**YOUR OBJECTIVE**
In the data below, reproduce each line verbatim, starting with the line that contains "Reviewer note: every instance of the step" and going on through the final line of the data.
---
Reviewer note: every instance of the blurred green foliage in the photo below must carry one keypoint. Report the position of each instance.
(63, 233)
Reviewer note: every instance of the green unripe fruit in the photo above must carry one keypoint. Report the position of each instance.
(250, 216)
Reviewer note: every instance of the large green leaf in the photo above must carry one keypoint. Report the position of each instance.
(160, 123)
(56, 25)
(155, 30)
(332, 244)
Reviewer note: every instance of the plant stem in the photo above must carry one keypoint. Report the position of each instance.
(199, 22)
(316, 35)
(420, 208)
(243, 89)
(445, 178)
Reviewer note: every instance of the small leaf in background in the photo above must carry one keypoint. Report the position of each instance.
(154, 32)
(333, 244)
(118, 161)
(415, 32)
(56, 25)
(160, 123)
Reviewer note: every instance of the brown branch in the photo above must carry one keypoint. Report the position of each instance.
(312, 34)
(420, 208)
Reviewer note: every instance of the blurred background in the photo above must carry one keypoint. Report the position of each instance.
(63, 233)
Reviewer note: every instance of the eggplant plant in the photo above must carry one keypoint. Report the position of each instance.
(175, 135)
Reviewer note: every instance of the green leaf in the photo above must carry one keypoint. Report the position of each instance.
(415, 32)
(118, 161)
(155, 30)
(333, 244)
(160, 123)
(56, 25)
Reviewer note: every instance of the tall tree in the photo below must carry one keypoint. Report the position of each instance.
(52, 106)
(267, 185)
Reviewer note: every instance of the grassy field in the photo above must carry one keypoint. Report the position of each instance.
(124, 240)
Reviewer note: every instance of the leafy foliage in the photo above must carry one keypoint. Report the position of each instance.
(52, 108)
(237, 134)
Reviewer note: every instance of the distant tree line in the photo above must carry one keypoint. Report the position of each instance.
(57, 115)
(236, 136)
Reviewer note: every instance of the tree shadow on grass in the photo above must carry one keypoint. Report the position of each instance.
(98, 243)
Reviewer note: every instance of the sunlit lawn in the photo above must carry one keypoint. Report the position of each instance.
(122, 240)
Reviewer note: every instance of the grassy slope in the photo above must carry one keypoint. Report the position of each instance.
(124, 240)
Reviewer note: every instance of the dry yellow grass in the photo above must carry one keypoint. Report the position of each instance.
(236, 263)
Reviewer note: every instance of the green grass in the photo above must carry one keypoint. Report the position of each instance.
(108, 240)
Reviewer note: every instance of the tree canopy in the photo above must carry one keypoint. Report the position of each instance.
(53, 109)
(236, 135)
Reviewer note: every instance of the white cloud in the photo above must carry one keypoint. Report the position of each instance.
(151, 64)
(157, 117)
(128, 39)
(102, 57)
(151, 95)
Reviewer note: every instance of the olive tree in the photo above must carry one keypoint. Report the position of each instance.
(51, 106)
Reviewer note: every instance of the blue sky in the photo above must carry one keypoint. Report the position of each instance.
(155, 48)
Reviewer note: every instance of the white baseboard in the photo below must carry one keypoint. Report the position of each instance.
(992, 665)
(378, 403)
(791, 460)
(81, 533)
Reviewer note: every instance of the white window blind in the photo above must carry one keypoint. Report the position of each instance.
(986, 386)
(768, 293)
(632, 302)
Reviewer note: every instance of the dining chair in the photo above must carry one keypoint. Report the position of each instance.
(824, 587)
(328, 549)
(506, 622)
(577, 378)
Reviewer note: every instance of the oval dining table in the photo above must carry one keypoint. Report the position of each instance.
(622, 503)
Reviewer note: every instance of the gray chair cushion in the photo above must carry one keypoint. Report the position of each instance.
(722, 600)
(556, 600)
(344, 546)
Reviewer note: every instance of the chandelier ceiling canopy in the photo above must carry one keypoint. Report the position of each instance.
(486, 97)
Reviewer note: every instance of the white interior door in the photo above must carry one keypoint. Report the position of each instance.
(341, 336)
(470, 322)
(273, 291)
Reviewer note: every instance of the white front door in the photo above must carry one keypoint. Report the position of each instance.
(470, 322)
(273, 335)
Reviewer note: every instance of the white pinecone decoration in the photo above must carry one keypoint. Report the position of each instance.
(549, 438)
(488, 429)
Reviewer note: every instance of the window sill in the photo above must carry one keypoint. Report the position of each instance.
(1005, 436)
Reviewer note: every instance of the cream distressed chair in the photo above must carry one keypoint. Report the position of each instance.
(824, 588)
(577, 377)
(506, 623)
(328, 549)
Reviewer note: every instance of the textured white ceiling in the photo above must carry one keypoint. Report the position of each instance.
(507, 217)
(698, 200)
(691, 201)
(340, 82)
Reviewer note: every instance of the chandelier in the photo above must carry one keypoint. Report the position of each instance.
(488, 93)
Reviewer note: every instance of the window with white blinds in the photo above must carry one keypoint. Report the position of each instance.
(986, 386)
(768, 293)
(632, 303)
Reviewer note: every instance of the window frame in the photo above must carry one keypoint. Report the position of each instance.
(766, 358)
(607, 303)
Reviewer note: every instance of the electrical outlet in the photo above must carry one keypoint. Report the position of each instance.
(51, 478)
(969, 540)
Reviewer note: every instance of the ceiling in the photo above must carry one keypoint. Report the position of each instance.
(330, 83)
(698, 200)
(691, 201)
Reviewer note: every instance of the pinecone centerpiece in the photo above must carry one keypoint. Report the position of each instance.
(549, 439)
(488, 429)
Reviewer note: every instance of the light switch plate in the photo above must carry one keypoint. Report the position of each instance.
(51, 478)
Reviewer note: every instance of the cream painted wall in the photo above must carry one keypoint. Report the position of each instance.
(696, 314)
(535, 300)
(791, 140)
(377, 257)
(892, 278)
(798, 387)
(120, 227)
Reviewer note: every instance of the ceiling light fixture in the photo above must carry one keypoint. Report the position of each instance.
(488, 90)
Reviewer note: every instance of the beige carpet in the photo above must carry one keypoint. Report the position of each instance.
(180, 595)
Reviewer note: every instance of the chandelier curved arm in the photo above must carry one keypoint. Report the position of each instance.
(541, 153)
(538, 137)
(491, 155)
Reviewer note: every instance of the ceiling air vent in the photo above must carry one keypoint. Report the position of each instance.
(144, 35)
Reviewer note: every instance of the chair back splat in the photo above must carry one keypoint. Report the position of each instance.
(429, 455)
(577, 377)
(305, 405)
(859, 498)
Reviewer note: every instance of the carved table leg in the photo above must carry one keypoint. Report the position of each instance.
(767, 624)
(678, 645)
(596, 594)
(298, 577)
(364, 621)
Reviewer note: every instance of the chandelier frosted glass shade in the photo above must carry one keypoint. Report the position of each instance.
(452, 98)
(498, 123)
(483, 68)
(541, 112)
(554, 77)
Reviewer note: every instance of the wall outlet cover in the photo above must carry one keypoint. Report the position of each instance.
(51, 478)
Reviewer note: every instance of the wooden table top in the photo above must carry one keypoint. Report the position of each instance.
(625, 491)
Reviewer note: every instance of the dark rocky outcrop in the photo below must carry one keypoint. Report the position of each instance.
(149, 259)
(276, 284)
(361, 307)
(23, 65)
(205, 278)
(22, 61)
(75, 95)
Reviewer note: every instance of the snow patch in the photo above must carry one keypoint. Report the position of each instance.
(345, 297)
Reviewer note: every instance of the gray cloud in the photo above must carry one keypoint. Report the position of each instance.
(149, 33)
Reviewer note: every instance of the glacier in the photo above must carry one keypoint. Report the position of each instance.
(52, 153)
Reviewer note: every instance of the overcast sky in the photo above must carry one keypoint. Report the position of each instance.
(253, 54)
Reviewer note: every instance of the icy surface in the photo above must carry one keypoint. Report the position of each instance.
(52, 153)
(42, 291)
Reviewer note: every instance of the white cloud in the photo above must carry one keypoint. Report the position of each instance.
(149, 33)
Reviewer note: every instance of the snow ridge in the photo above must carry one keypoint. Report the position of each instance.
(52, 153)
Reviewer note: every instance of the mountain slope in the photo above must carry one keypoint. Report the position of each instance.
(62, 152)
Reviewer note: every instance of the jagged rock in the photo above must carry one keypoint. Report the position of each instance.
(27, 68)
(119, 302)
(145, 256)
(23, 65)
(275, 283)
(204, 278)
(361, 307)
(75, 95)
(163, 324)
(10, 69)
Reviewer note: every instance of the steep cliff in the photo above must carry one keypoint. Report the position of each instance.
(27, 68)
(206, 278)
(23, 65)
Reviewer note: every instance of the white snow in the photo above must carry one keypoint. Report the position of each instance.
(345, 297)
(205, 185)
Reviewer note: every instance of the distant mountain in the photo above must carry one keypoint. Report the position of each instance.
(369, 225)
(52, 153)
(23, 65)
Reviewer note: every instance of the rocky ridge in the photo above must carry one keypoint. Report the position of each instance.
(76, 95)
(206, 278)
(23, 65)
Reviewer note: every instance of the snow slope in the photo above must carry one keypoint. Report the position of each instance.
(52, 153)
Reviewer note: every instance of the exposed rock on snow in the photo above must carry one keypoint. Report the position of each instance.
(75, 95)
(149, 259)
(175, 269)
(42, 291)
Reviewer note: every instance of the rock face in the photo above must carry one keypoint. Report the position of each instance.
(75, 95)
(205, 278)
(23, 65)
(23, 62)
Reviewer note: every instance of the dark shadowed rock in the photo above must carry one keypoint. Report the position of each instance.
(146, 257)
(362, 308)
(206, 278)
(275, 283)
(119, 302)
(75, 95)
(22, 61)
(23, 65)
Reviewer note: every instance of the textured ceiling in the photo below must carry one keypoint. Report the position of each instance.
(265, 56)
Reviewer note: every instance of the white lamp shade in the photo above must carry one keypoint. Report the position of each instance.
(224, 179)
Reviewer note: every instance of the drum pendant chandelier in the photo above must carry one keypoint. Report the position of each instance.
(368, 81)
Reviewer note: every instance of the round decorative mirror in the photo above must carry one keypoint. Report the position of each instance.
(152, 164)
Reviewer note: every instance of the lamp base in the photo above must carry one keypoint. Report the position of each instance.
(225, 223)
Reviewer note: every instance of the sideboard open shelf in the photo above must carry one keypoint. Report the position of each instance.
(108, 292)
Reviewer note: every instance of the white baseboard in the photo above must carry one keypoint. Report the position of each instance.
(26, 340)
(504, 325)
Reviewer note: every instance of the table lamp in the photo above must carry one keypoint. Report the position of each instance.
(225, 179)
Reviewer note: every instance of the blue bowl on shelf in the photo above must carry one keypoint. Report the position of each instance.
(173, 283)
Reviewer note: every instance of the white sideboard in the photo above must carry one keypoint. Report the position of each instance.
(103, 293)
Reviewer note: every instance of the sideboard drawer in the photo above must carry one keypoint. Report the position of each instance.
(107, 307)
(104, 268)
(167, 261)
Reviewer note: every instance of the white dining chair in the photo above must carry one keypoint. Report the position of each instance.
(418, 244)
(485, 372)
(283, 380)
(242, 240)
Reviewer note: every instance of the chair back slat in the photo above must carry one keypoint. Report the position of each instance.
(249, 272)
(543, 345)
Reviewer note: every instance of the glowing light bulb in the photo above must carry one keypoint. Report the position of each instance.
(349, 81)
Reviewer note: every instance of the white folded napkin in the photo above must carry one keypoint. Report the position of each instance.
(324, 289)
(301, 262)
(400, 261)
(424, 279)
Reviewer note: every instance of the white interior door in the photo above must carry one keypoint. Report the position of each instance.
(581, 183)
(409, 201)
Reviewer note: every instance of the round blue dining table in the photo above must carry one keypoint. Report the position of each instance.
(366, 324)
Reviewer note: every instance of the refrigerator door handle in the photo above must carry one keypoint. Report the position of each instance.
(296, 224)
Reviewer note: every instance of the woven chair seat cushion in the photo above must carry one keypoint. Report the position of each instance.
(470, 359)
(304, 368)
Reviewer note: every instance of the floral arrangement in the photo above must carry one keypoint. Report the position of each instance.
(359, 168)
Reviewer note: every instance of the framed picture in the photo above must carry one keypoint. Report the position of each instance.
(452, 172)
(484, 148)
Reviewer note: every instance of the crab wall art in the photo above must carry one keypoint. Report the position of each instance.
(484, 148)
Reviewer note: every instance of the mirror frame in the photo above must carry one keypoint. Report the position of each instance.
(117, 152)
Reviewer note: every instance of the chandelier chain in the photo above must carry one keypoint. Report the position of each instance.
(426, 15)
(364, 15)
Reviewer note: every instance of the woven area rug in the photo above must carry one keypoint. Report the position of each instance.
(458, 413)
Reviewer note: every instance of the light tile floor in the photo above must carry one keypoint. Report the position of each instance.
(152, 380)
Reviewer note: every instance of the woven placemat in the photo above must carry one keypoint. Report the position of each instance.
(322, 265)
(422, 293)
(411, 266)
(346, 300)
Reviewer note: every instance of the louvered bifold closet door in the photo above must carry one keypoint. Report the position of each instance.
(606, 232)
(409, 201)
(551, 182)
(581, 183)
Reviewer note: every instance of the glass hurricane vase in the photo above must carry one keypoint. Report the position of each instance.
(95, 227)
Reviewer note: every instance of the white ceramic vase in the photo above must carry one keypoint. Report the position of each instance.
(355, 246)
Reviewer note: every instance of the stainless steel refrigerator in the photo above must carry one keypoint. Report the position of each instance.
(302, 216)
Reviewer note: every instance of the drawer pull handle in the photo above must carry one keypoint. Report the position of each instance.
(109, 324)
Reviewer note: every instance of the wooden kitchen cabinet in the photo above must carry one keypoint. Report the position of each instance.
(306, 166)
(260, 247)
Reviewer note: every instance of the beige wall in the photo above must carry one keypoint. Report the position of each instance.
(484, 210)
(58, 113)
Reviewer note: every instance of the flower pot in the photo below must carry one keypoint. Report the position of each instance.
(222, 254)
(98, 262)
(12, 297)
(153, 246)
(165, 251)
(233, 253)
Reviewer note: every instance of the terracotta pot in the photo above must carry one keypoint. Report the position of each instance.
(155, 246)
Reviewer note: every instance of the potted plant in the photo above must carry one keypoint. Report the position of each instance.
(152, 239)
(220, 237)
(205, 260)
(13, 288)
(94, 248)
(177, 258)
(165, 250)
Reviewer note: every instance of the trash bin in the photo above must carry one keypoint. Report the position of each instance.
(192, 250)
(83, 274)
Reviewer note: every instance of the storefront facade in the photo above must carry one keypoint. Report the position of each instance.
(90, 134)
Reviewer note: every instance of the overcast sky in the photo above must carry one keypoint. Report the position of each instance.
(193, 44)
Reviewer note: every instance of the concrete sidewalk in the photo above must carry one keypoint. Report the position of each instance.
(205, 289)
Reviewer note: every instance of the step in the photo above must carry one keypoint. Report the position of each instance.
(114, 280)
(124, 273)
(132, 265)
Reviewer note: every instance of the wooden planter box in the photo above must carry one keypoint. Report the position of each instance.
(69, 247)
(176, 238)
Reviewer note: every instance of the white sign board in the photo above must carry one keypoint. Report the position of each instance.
---
**FINISHED EXERCISE**
Reviewer note: every instance of the step in the photo above must carry one keypoint. Report the position of each instance.
(114, 280)
(124, 273)
(132, 265)
Reviewer note: every instance of the wooden planter box in the photo above must carry one keypoint. Report the position of each instance.
(69, 247)
(176, 238)
Reviewer note: every instance of the white sign board in the photo above must carry one keypoint. Report the position of each instance.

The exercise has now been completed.